→ **EXCERPTED TEXT**:
-- START --

At the feed mill here where i buy dog food (for my dogs) they have some sort of bagged catfish food ive been thinking about trying out for my P's it comes in 50 pound bags. Ive already given my P's catfish blood bait which they love as a treat


----------



## Stugge (Jul 27, 2003)

uhmmmm get a cat or a dog


----------



## tweaked (Aug 3, 2003)

uhmmmm get a cat or a dog

Strugge ... you are an idiot.







What kind of sick person are you to suggest feeding cat's and dog's.

As for the dog food having too much fat content ... TetraMin Flakes has about 8% fat content.

Anyways ... I think that it's time to CLOSE this topic.


----------



## FeederFish33 (Jan 22, 2003)

-- END --

→ **THE PROBLEM**: Write the next part of the forum thread about bagged catfish food, starting with the body of the post under the last header shown.

→ **DATA BLOCK**:
-- START --

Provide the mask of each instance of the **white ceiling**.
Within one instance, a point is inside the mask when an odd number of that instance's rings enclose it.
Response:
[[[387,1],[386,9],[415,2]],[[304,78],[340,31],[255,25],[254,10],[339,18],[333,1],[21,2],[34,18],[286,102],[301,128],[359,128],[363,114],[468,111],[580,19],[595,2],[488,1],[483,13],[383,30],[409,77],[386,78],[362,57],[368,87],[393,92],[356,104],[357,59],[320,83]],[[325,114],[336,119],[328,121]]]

-- END --

→ **RESULT OF THIS EXERCISE**:
tweaked, ur the idiot. this whole post youve just been talkin sh*t to everyone. Well guess what? just because your fish are alive (luckily for you) doesnt mean they are healthy. Dog food was made for dogs and specifically for dogs, if it were meant to be fed to piranhas they would call it piranha food. And whoever said cat food would swell up in the fishs stomach is right because I am good friends with a guy with a huge pond with bass, hybrid stripers, and catfish and he lost over 30 fish to people throwing cat food in there. Also, I think you should post a pic of your fish so we can see the amazing color they have from all your shitty food!! If you cant afford to feed your piranhas some decent and healthy food then you shouldnt have piranhas. Biotch.


----------



## FeederFish33 (Jan 22, 2003)

and i dont think Stugge was talking about feeding your fish a cat or dog, he was talking about getting a cat or dog to feed your shitting dog food to. God, you are stupid.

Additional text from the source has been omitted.